Data: Begin
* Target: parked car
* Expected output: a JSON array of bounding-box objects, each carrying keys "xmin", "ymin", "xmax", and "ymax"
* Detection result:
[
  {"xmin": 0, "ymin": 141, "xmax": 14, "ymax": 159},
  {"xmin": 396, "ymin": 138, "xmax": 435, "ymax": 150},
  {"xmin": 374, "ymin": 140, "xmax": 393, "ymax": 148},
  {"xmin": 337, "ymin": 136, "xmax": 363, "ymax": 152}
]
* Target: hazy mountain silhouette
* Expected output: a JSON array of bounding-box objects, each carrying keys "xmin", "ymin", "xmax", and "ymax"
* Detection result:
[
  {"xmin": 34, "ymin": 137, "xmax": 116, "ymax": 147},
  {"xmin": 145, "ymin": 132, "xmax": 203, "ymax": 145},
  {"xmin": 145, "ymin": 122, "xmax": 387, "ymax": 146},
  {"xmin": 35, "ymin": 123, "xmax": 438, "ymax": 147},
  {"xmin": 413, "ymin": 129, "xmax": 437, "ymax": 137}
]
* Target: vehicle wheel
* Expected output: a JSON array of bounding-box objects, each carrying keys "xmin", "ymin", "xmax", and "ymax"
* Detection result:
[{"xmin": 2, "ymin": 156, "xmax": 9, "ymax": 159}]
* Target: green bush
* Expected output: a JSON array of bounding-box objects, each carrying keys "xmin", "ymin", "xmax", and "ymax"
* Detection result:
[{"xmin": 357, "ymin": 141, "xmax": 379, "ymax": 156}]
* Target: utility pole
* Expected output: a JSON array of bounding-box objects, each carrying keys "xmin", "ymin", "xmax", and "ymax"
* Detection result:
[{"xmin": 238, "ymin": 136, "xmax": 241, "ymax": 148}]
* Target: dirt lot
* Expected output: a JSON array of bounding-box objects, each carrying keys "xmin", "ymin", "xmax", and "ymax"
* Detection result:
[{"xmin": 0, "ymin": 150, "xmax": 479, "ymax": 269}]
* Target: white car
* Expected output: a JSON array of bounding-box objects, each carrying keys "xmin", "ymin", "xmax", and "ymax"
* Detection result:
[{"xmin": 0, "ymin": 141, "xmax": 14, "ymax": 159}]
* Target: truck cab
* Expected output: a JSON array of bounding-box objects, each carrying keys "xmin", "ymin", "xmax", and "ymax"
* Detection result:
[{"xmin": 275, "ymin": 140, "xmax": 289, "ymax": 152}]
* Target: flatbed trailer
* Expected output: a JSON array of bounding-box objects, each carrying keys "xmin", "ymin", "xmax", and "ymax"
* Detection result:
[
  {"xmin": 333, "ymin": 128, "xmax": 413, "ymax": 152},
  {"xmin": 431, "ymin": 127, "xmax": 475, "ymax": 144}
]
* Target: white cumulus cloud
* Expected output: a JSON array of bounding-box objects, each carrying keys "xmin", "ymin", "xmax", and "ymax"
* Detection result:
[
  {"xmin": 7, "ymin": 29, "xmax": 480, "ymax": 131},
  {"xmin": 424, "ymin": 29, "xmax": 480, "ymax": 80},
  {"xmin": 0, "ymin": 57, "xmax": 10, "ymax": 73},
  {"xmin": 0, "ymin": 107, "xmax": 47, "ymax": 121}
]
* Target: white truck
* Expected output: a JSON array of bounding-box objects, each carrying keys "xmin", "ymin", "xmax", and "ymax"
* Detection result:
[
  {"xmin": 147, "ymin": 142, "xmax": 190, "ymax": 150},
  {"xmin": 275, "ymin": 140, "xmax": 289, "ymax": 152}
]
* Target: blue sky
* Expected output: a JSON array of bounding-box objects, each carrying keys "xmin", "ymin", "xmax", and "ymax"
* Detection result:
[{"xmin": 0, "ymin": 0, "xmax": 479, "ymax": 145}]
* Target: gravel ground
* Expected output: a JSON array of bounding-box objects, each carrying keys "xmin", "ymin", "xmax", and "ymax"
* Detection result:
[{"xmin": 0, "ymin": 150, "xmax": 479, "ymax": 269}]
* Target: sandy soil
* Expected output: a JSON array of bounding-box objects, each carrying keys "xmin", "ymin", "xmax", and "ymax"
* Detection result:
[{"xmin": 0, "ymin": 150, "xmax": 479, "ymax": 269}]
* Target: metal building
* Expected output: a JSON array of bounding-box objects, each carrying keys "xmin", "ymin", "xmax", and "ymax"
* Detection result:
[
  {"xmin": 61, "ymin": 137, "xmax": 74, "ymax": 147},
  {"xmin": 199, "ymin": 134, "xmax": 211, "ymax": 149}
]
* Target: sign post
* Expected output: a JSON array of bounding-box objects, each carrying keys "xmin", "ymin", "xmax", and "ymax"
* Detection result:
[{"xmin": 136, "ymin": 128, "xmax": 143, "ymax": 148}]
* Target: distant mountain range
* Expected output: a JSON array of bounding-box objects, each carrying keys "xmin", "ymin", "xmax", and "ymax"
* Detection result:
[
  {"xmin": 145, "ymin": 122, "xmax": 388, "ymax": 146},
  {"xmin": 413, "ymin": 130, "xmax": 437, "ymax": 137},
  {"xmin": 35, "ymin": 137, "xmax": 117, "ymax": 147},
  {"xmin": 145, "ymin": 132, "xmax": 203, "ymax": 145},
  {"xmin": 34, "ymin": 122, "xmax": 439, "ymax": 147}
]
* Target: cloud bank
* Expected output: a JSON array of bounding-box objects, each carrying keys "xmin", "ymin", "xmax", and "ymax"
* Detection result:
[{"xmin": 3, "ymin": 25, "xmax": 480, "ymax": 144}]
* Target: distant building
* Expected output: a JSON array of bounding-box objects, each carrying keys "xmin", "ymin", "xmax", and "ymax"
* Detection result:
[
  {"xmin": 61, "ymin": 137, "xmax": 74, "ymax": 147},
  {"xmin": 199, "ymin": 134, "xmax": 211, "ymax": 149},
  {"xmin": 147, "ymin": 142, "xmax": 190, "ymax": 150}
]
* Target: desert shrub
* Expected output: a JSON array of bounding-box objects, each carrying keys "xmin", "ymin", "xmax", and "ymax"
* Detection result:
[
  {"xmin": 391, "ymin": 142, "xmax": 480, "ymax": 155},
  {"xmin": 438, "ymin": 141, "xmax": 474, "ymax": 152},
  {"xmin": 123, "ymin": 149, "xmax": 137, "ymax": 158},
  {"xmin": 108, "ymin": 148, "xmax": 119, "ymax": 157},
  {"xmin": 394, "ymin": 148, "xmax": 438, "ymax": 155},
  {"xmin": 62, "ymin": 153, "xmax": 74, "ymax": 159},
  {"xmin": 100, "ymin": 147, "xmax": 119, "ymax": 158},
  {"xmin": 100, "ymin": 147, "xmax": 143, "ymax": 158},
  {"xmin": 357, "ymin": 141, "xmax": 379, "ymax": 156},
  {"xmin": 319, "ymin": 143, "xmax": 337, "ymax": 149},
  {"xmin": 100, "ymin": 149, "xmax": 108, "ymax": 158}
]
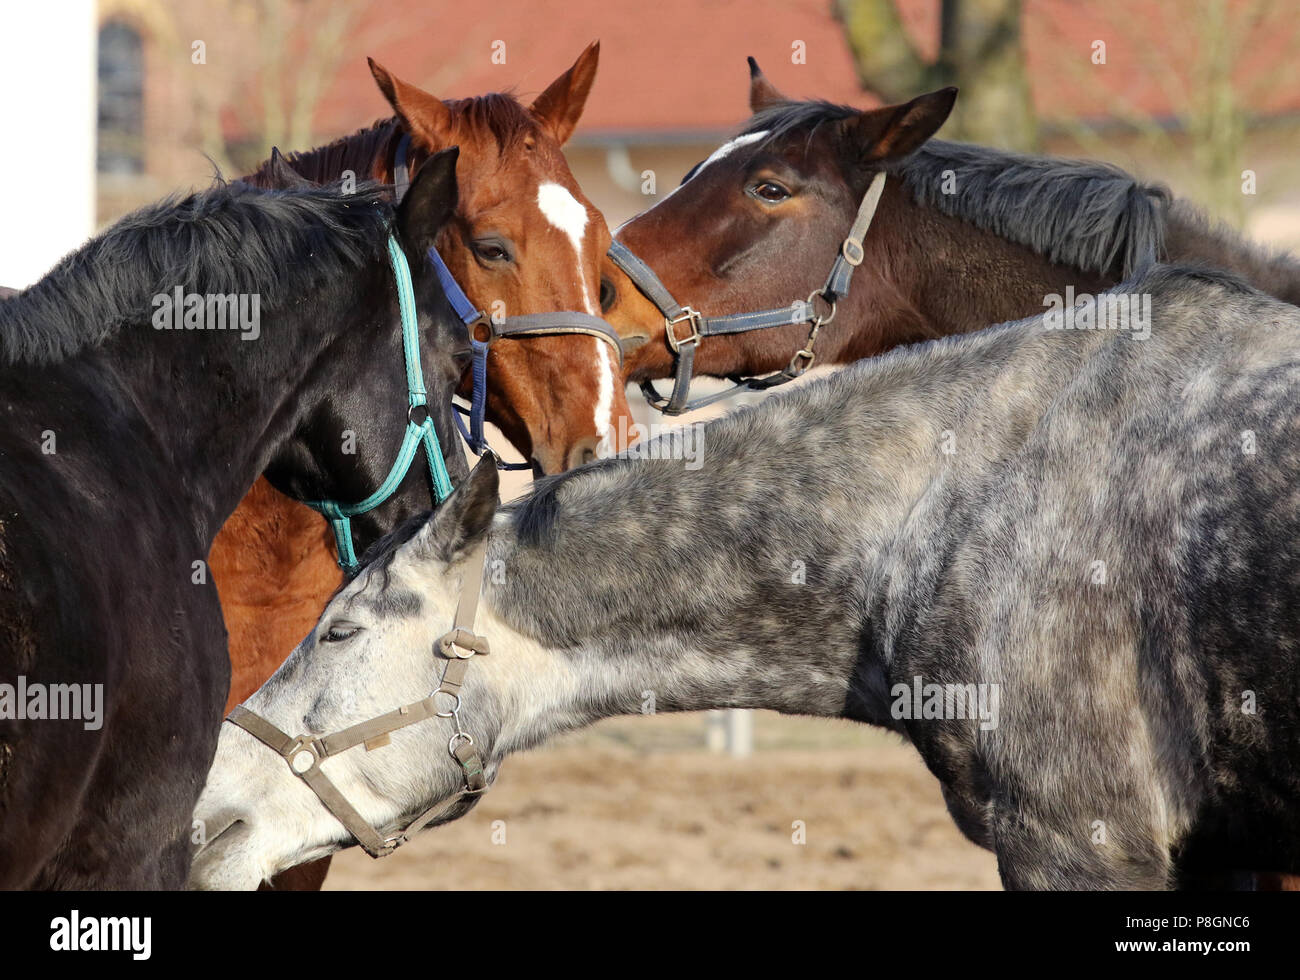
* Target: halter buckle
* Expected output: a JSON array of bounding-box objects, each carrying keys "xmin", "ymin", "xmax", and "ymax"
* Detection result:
[{"xmin": 665, "ymin": 307, "xmax": 703, "ymax": 352}]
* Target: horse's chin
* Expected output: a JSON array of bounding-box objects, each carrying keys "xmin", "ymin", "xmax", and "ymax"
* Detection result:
[
  {"xmin": 187, "ymin": 822, "xmax": 336, "ymax": 891},
  {"xmin": 185, "ymin": 826, "xmax": 263, "ymax": 889},
  {"xmin": 188, "ymin": 858, "xmax": 263, "ymax": 891}
]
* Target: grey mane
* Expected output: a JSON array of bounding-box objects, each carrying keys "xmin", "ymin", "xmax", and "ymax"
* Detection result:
[
  {"xmin": 742, "ymin": 100, "xmax": 1170, "ymax": 281},
  {"xmin": 0, "ymin": 179, "xmax": 394, "ymax": 366}
]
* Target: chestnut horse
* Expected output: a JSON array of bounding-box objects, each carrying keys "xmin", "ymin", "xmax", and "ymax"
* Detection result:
[
  {"xmin": 605, "ymin": 60, "xmax": 1300, "ymax": 889},
  {"xmin": 211, "ymin": 45, "xmax": 630, "ymax": 889}
]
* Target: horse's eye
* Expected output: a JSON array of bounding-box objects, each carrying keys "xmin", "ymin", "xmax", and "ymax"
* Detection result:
[
  {"xmin": 749, "ymin": 180, "xmax": 791, "ymax": 204},
  {"xmin": 322, "ymin": 624, "xmax": 362, "ymax": 643},
  {"xmin": 599, "ymin": 278, "xmax": 616, "ymax": 313},
  {"xmin": 473, "ymin": 240, "xmax": 511, "ymax": 263}
]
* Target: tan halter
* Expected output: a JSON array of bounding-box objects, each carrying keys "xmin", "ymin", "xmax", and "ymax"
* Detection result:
[{"xmin": 225, "ymin": 542, "xmax": 491, "ymax": 859}]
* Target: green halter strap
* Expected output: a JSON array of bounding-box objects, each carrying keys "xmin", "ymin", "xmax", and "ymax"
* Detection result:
[{"xmin": 304, "ymin": 235, "xmax": 455, "ymax": 572}]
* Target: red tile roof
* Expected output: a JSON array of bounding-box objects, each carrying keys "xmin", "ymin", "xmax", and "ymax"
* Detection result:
[{"xmin": 291, "ymin": 0, "xmax": 1300, "ymax": 142}]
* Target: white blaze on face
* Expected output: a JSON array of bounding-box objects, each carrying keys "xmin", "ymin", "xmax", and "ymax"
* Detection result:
[
  {"xmin": 690, "ymin": 130, "xmax": 769, "ymax": 181},
  {"xmin": 593, "ymin": 340, "xmax": 616, "ymax": 456},
  {"xmin": 616, "ymin": 130, "xmax": 772, "ymax": 233},
  {"xmin": 536, "ymin": 181, "xmax": 615, "ymax": 450},
  {"xmin": 537, "ymin": 182, "xmax": 594, "ymax": 313}
]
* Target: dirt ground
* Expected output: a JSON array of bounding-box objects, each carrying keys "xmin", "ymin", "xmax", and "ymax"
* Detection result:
[{"xmin": 324, "ymin": 711, "xmax": 1001, "ymax": 890}]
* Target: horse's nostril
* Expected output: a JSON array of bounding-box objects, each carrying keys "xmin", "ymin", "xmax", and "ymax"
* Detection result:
[
  {"xmin": 195, "ymin": 814, "xmax": 245, "ymax": 856},
  {"xmin": 564, "ymin": 437, "xmax": 601, "ymax": 471}
]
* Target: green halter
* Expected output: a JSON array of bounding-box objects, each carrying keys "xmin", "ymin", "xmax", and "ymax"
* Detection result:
[{"xmin": 304, "ymin": 235, "xmax": 455, "ymax": 571}]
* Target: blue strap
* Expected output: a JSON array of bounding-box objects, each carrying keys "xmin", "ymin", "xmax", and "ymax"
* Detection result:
[
  {"xmin": 304, "ymin": 235, "xmax": 455, "ymax": 571},
  {"xmin": 427, "ymin": 246, "xmax": 484, "ymax": 327},
  {"xmin": 469, "ymin": 338, "xmax": 488, "ymax": 450},
  {"xmin": 431, "ymin": 247, "xmax": 529, "ymax": 470},
  {"xmin": 452, "ymin": 406, "xmax": 531, "ymax": 471}
]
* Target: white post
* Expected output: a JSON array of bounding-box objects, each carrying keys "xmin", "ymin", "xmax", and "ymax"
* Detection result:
[
  {"xmin": 0, "ymin": 1, "xmax": 97, "ymax": 288},
  {"xmin": 725, "ymin": 708, "xmax": 753, "ymax": 758},
  {"xmin": 704, "ymin": 709, "xmax": 727, "ymax": 752},
  {"xmin": 704, "ymin": 708, "xmax": 753, "ymax": 757}
]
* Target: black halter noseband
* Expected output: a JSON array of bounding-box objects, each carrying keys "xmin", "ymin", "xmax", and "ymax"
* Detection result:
[{"xmin": 609, "ymin": 170, "xmax": 887, "ymax": 416}]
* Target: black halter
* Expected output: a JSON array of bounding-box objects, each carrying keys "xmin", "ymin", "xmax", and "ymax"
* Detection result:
[{"xmin": 609, "ymin": 171, "xmax": 887, "ymax": 415}]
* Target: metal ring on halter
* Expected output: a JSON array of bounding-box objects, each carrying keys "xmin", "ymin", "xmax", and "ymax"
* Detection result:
[
  {"xmin": 805, "ymin": 289, "xmax": 837, "ymax": 327},
  {"xmin": 449, "ymin": 732, "xmax": 474, "ymax": 754},
  {"xmin": 407, "ymin": 404, "xmax": 429, "ymax": 426},
  {"xmin": 469, "ymin": 314, "xmax": 494, "ymax": 344},
  {"xmin": 288, "ymin": 739, "xmax": 320, "ymax": 775},
  {"xmin": 431, "ymin": 690, "xmax": 461, "ymax": 718}
]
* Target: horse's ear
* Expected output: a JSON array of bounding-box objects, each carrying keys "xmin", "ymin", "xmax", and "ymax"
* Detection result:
[
  {"xmin": 844, "ymin": 87, "xmax": 958, "ymax": 164},
  {"xmin": 529, "ymin": 40, "xmax": 599, "ymax": 146},
  {"xmin": 368, "ymin": 57, "xmax": 455, "ymax": 149},
  {"xmin": 415, "ymin": 458, "xmax": 500, "ymax": 565},
  {"xmin": 266, "ymin": 147, "xmax": 314, "ymax": 189},
  {"xmin": 397, "ymin": 146, "xmax": 459, "ymax": 253},
  {"xmin": 748, "ymin": 57, "xmax": 787, "ymax": 112}
]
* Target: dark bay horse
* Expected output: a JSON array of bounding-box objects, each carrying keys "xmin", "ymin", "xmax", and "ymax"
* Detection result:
[
  {"xmin": 0, "ymin": 156, "xmax": 469, "ymax": 888},
  {"xmin": 192, "ymin": 263, "xmax": 1300, "ymax": 890},
  {"xmin": 209, "ymin": 44, "xmax": 628, "ymax": 891},
  {"xmin": 607, "ymin": 60, "xmax": 1300, "ymax": 407}
]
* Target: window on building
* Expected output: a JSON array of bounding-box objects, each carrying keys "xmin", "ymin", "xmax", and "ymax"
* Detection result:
[{"xmin": 97, "ymin": 21, "xmax": 143, "ymax": 175}]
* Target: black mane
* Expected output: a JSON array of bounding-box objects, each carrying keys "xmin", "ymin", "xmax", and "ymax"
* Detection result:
[
  {"xmin": 741, "ymin": 99, "xmax": 1169, "ymax": 280},
  {"xmin": 0, "ymin": 179, "xmax": 394, "ymax": 365}
]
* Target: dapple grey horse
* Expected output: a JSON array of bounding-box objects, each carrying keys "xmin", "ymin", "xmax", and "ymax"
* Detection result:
[{"xmin": 190, "ymin": 263, "xmax": 1300, "ymax": 890}]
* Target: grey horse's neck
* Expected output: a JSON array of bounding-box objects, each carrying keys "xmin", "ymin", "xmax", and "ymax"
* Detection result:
[{"xmin": 474, "ymin": 302, "xmax": 1109, "ymax": 753}]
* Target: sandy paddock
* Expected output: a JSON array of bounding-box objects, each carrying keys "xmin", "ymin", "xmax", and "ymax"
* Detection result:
[{"xmin": 324, "ymin": 711, "xmax": 1001, "ymax": 890}]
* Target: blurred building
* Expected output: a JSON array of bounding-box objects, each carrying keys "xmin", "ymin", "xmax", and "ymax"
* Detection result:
[{"xmin": 93, "ymin": 0, "xmax": 1300, "ymax": 244}]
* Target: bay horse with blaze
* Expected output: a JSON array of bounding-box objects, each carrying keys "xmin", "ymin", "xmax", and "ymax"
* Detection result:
[{"xmin": 606, "ymin": 59, "xmax": 1300, "ymax": 407}]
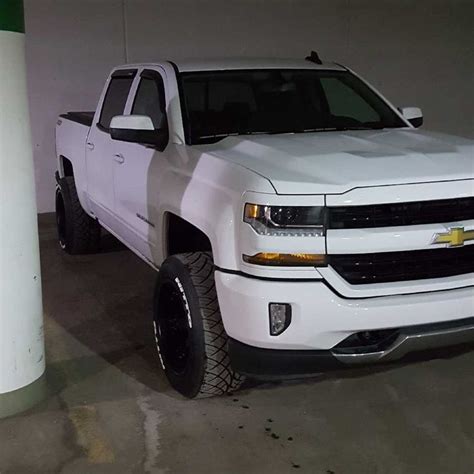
Data: End
### Task objective
Please print verbatim each line from the first line of the entries above to the line that contains "Target: utility pole", inclusive, and nothing more.

### Reply to the task
* Target: parked car
* Expected output: a JSON array of bounding-box objects, each carrying keys "xmin", "ymin", "xmax", and "ymax"
* Detection result:
[
  {"xmin": 0, "ymin": 141, "xmax": 14, "ymax": 159},
  {"xmin": 396, "ymin": 138, "xmax": 435, "ymax": 150},
  {"xmin": 374, "ymin": 140, "xmax": 393, "ymax": 148},
  {"xmin": 337, "ymin": 136, "xmax": 363, "ymax": 152}
]
* Target: hazy mountain silhouette
* Expected output: a JSON array of bounding-box objects, each carrying keys "xmin", "ymin", "xmax", and "ymax"
* Detection result:
[
  {"xmin": 34, "ymin": 137, "xmax": 116, "ymax": 147},
  {"xmin": 145, "ymin": 132, "xmax": 203, "ymax": 145},
  {"xmin": 145, "ymin": 122, "xmax": 387, "ymax": 146},
  {"xmin": 35, "ymin": 123, "xmax": 438, "ymax": 147},
  {"xmin": 413, "ymin": 129, "xmax": 437, "ymax": 137}
]
* Target: vehicle wheel
* Expected output: a JSON array of bounding-box objects, each carrying keys "xmin", "ymin", "xmax", and "ymax"
* Detection result:
[{"xmin": 2, "ymin": 156, "xmax": 9, "ymax": 159}]
* Target: green bush
* Expected output: a JSON array of bounding-box objects, each carrying keys "xmin", "ymin", "xmax", and "ymax"
* Detection result:
[{"xmin": 357, "ymin": 141, "xmax": 379, "ymax": 156}]
* Target: utility pole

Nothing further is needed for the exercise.